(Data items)
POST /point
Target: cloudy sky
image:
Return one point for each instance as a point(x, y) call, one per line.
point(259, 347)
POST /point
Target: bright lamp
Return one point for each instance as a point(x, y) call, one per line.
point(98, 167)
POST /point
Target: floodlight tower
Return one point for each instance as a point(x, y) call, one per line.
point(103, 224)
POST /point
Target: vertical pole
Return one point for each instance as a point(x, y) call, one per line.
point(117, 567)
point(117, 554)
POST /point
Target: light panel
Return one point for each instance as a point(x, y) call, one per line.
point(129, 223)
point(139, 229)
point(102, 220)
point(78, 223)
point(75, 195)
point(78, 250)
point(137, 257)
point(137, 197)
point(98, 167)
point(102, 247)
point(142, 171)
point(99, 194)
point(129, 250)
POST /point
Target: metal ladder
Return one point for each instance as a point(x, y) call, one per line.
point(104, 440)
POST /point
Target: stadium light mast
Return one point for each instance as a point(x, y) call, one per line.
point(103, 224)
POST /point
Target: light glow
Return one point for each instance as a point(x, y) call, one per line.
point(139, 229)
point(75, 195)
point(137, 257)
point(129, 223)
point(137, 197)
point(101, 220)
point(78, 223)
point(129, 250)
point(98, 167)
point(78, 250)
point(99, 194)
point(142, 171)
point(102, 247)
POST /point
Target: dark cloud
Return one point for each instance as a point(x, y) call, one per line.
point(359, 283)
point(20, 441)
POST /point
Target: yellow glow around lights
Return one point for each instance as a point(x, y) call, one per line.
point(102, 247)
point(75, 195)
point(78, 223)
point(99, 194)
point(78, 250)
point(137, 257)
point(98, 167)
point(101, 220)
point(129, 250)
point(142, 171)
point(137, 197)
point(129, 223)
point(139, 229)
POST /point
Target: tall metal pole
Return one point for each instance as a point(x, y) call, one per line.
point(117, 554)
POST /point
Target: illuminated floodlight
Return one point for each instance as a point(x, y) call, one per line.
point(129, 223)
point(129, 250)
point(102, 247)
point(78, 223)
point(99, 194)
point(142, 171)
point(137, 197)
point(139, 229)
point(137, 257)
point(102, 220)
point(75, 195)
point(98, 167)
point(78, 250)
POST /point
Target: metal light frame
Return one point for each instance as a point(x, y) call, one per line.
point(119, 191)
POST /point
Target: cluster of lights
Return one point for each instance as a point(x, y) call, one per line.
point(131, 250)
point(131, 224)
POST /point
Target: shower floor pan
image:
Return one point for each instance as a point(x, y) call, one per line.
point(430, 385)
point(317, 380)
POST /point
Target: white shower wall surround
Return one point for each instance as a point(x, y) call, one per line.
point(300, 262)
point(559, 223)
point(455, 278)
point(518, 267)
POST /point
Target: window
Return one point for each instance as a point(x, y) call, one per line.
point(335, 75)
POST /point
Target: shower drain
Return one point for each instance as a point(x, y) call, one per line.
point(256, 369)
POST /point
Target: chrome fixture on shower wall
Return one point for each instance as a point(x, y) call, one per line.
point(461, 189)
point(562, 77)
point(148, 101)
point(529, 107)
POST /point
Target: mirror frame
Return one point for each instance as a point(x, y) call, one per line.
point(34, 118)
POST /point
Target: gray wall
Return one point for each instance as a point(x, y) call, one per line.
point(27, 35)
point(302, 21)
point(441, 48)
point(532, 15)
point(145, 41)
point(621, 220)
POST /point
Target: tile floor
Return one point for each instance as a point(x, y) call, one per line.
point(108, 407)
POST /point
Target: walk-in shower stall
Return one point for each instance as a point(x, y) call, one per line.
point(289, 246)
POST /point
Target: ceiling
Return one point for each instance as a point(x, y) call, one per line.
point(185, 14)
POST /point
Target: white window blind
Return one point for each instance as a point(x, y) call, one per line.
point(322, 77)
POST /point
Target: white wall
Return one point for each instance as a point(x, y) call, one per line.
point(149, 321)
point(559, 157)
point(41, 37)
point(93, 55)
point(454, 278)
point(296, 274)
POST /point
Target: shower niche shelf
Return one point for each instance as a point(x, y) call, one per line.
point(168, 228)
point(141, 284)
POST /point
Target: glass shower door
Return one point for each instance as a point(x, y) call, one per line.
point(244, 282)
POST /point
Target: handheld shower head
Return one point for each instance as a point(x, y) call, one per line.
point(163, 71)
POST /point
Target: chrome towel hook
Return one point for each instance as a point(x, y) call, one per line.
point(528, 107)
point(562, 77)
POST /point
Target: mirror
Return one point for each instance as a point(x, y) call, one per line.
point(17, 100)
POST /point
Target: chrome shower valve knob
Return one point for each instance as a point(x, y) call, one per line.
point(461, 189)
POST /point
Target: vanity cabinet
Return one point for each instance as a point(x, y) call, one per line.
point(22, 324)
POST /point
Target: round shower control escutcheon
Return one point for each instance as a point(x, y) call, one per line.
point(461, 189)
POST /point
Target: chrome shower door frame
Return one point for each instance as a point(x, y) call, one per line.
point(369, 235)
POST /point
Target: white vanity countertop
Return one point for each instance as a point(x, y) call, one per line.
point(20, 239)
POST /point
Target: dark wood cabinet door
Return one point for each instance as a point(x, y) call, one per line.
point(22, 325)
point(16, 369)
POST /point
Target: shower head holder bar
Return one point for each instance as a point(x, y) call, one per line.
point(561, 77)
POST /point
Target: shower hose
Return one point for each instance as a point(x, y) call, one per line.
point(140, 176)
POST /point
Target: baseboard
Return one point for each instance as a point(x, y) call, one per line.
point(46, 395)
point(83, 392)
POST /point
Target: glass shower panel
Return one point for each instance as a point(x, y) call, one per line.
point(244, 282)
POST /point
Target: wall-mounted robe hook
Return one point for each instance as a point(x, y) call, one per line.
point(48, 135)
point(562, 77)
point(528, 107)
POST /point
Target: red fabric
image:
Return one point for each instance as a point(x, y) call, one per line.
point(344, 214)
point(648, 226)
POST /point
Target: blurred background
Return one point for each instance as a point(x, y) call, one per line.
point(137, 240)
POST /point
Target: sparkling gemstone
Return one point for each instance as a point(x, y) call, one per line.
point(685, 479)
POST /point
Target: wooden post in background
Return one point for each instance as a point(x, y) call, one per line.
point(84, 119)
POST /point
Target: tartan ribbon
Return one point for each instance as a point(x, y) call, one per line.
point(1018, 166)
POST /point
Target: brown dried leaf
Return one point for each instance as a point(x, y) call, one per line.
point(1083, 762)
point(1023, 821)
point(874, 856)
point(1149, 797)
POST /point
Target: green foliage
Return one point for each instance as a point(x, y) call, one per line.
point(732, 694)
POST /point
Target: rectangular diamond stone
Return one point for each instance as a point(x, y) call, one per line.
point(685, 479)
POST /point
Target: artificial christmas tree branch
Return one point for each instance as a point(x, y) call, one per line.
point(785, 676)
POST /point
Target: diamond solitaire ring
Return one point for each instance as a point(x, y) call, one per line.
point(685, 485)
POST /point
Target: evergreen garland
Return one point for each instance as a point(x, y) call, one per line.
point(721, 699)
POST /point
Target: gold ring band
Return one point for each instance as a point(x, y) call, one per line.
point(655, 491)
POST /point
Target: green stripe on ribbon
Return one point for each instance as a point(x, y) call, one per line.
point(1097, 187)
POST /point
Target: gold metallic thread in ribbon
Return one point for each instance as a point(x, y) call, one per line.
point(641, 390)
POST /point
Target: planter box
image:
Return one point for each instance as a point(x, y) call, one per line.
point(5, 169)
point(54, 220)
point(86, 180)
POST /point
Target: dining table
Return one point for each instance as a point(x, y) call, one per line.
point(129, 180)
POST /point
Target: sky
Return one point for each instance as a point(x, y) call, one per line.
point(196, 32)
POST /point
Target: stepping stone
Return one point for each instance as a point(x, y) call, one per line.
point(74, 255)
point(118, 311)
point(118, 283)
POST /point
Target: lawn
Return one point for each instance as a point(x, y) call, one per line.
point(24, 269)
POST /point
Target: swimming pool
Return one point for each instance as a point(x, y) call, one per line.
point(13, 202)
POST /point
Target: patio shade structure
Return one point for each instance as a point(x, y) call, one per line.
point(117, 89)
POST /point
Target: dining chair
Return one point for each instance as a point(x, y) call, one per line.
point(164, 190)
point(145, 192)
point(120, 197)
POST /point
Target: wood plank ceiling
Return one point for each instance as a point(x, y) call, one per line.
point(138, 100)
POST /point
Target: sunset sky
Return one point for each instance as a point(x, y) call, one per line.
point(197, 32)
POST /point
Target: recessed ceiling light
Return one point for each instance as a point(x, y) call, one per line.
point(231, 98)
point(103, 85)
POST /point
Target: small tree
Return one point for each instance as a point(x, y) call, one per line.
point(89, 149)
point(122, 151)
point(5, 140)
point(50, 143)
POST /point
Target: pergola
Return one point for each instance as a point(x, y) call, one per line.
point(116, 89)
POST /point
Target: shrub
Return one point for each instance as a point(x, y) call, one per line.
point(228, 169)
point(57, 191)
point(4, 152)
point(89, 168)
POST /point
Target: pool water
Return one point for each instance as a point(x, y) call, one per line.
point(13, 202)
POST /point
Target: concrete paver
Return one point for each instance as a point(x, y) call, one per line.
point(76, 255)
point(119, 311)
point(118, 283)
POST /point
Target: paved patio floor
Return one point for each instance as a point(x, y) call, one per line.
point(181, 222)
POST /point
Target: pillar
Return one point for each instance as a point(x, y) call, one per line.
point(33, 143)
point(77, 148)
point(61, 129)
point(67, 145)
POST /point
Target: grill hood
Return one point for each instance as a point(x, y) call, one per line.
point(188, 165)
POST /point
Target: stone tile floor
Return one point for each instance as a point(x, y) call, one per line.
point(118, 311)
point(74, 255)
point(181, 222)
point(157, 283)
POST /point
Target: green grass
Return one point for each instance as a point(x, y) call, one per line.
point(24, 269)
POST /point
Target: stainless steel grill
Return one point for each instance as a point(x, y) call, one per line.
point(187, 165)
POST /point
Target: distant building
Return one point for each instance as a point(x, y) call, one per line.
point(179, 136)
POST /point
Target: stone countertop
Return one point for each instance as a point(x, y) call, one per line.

• _Aim of the exercise_
Please find every line in the items above that contains the word "chrome", and copy each of those lines.

• _Reply to the exercise_
Target: chrome fixture on shower wall
Target: chrome towel hook
Target: chrome shower valve knob
Target: chrome shower door frame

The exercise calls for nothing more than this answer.